(Consignes)
Reproduisez intégralement, sans rien y changer, le discours du Premier ministre ci-dessous, s'il vous plaît.
··· Texte présenté
Discours du Premier ministre à l’assemblée générale de la Mutualité française

Madame la ministre, chère Marisol TOURAINE,
Monsieur le président, cher Etienne CANIARD,
Mesdames, messieurs les délégués,
Mesdames, messieurs,
 
Je vous remercie très sincèrement de m’avoir invité à m’exprimer en préambule de votre Assemblée générale, que je sais importante, dans cette belle salle de la Mutualité.
 
Chaque année, votre Assemblée générale vous permet – mais vous venez de le dire – de réaffirmer cette belle ambition que vous avez en partage : accompagner les individus, faire le choix de la solidarité face aux coups durs de la vie ; de la solidarité, plutôt que de l’égoïsme, et du « chacun pour soi ».
 
Dans notre pays, les débats ont trop souvent tendance à s’abîmer dans la confrontation, les postures et les surenchères, alors que nous avons tant besoin d’apaisement et de rassemblement. Il y a aussi, et depuis des années, ces fractures sociales, territoriales, ces inégalités sociales, ces doutes profonds que ressentent nos compatriotes quant à notre destin commun. Et il y a enfin, bien sûr, cette menace terroriste qui met notre pays à dure épreuve et qui cherche – c’est son but – à nous diviser.
······
··· Données brutes
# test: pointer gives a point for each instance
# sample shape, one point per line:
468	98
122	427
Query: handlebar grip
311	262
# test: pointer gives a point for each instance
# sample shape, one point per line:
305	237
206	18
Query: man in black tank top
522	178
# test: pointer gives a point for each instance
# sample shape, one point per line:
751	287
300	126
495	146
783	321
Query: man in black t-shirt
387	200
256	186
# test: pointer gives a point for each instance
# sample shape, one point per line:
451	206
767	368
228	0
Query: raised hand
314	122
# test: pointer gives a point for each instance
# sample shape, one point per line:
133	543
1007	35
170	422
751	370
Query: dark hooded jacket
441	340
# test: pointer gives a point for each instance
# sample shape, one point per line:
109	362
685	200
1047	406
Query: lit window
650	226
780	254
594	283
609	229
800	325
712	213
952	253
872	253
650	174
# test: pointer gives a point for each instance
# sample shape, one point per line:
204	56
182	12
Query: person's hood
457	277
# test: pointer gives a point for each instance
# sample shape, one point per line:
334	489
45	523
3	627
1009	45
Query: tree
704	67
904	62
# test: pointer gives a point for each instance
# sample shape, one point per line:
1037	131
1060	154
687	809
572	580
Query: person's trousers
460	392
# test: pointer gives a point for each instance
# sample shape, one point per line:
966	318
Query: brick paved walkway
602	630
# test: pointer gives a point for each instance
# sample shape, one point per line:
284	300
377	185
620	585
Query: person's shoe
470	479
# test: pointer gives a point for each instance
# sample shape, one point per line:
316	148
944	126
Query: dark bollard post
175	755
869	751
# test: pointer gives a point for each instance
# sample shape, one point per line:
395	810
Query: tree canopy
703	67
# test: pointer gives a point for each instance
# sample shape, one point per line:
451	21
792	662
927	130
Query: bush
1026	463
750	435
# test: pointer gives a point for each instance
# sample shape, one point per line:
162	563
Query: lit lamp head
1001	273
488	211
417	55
······
(Résultat)
Discours du Premier ministre à l’assemblée générale de la Mutualité française

Madame la ministre, chère Marisol TOURAINE,
Monsieur le président, cher Etienne CANIARD,
Mesdames, messieurs les délégués,
Mesdames, messieurs,
 
Je vous remercie très sincèrement de m’avoir invité à m’exprimer en préambule de votre Assemblée générale, que je sais importante, dans cette belle salle de la Mutualité.
 
Chaque année, votre Assemblée générale vous permet – mais vous venez de le dire – de réaffirmer cette belle ambition que vous avez en partage : accompagner les individus, faire le choix de la solidarité face aux coups durs de la vie ; de la solidarité, plutôt que de l’égoïsme, et du « chacun pour soi ».
 
Dans notre pays, les débats ont trop souvent tendance à s’abîmer dans la confrontation, les postures et les surenchères, alors que nous avons tant besoin d’apaisement et de rassemblement. Il y a aussi, et depuis des années, ces fractures sociales, territoriales, ces inégalités sociales, ces doutes profonds que ressentent nos compatriotes quant à notre destin commun. Et il y a enfin, bien sûr, cette menace terroriste qui met notre pays à dure épreuve et qui cherche – c’est son but – à nous diviser.